◆ Text block ◆
■ ■ ■ ■ ■ ■ ■
Assistant Examiner: Larson; James A.
Attorney, Agent or Firm: Nixon & Vanderhye
Claims
We claim:
1. A nozzle for a steam turbine having a pair of adjacent blades
having leading and trailing edges, blade bodies therebetween, and
root and tip portions with a mid-region therebetween, said adjacent
blades defining a throat therebetween measured by a series of
straight lines extending from the trailing edges of a blade to the
closest adjacent surface along the body of the adjacent blade and
defining a pitch in the circumferential spacing between blades, the
ratios of the throat to the pitch at successive profiles along said
blades increasing from the root portions toward a mid-blade region
and then decreasing from the mid-blade region to the tip portion,
the blades being one of nozzle or bucket blades.
2. A nozzle for a steam turbine having a blade profile in
accordance with Table I.
3. A stage for a steam turbine having a plurality of nozzles each
having a blade profile according to claim 2 and a plurality of
buckets each having a bucket profile in accordance with Table
II.
4. A nozzle for a steam turbine having nozzle blade profiles in
accordance with Table I scaled by multiplying X,Y and R coordinates
thereof by a predetermined number.
5. A stage for a steam turbine having a plurality of nozzles each
having a blade profile according to claim 4 and a plurality of
buckets each having a bucket profile in accordance with Table II
scaled by multiplying X,Y and R coordinates thereof by said
predetermined number.
6. A bucket for a steam turbine having a bucket profile in
accordance with Table II.
7. A bucket for a steam turbine having a bucket profile in
accordance with Table II scaled by multiplying X,Y and R
coordinates thereof by a predetermined number. blades being one of
nozzle or bucket blades.
Description
TECHNICAL FIELD
The present invention relates to turbines, specifically steam
turbines, and particularly relates to steam turbine nozzle and
bucket designs having improved aerodynamic efficiency.
BACKGROUND
Nozzle and bucket stages for steam turbines have for some time been
the subject of substantial developmental work. This is because the
efficiency of the power plant cycle is largely dependent on the
efficiency of the energy conversion in the turbine. Thus, in is
highly desirable to optimize the performance of steam turbine
nozzles and buckets to improve aerodynamic efficiency, particularly
by minimizing aerodynamic and steam leakage losses. In a typical
nozzle design, there is a substantially linear distribution of the
flow velocity leaving the nozzle exit. The nozzle leaving angle is
the angle between the flow angle and a plane normal to the machine
or turbine axis. This angle typically changes in a linear manner
from the root to the tip, for example, on the order of 12.degree.
■ ■ ■ ■ ■ ■ ■
◆ Information shown ◆
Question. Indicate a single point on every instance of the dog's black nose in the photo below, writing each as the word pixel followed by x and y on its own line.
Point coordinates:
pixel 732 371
■ ■ ■ ■ ■ ■ ■
◆ Given exercise 1 ◆
Which numbered claims in the steam turbine patent text refer to Table II? List each one.
◆ Given exercise 2 ◆
Reproduce the passage of the steam turbine patent text between "3. A stage for" and "with Table II.", inclusive.

◆ Full answer 1 ◆
Claims 3, 5, 6, and 7.

◆ Full answer 2 ◆
3. A stage for a steam turbine having a plurality of nozzles each
having a blade profile according to claim 2 and a plurality of
buckets each having a bucket profile in accordance with Table
II.
4. A nozzle for a steam turbine having nozzle blade profiles in
accordance with Table I scaled by multiplying X,Y and R coordinates
thereof by a predetermined number.
5. A stage for a steam turbine having a plurality of nozzles each
having a blade profile according to claim 4 and a plurality of
buckets each having a bucket profile in accordance with Table II
scaled by multiplying X,Y and R coordinates thereof by said
predetermined number.
6. A bucket for a steam turbine having a bucket profile in
accordance with Table II.